Aim - Reproduce the closing part of the entries exactly: the line with "Where can you see the dark" and all lines after it, ending with the last line, and nothing else.
* * *
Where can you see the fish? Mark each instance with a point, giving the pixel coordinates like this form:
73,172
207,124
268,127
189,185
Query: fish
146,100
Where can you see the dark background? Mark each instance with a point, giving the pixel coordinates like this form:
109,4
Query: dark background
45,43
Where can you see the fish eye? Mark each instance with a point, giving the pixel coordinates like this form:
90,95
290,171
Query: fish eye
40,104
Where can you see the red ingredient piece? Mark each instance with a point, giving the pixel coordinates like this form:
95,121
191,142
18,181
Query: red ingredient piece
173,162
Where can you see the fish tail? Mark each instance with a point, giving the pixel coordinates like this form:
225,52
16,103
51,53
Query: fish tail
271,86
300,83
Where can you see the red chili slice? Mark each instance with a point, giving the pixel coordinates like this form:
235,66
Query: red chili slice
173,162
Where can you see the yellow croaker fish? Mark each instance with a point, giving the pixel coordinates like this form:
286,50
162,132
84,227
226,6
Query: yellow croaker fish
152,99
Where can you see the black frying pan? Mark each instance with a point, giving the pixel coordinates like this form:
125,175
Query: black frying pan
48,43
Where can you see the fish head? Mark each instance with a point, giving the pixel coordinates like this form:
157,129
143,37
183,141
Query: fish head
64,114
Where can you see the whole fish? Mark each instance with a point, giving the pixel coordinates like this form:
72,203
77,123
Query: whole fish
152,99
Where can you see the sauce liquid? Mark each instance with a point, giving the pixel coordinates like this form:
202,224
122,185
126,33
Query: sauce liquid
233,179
* * *
Solved exercise -
Where can you see the dark background? Mark each instance with a point, giving the pixel coordinates like this form:
109,4
Query: dark background
45,43
Where can you see the fish eye? Mark each instance with a point, giving the pixel coordinates like this form:
90,95
290,171
Query: fish eye
40,104
Where can you see the red ingredient piece? Mark each instance with a point, giving the pixel coordinates like this form:
95,121
191,142
18,181
Query: red ingredient piece
173,162
Where can you see the fish tail? Mark each instance with a point, giving the pixel coordinates like this form:
225,52
16,103
51,53
Query: fish tail
271,86
300,83
Where can you see the red chili slice? Mark each instance with a point, giving the pixel coordinates like this form:
235,66
Query: red chili slice
173,162
Where can you see the yellow croaker fish? Mark each instance with a point, giving the pixel coordinates like this form:
286,50
162,132
84,227
226,6
Query: yellow croaker fish
152,99
Where can you see the black frying pan? Mark each instance with a point, giving the pixel coordinates like this form:
125,175
Query: black frying pan
48,43
Where can you see the fish head? Mark each instance with a point, giving the pixel coordinates like this form:
157,129
143,37
183,141
Query: fish head
64,114
Where can you see the whole fish? Mark each instance with a point, giving the pixel coordinates like this form:
72,203
77,123
Query: whole fish
152,99
Where can you see the sauce liquid? Mark each instance with a point, giving the pixel coordinates like this form:
202,224
122,185
126,33
Query: sauce liquid
233,179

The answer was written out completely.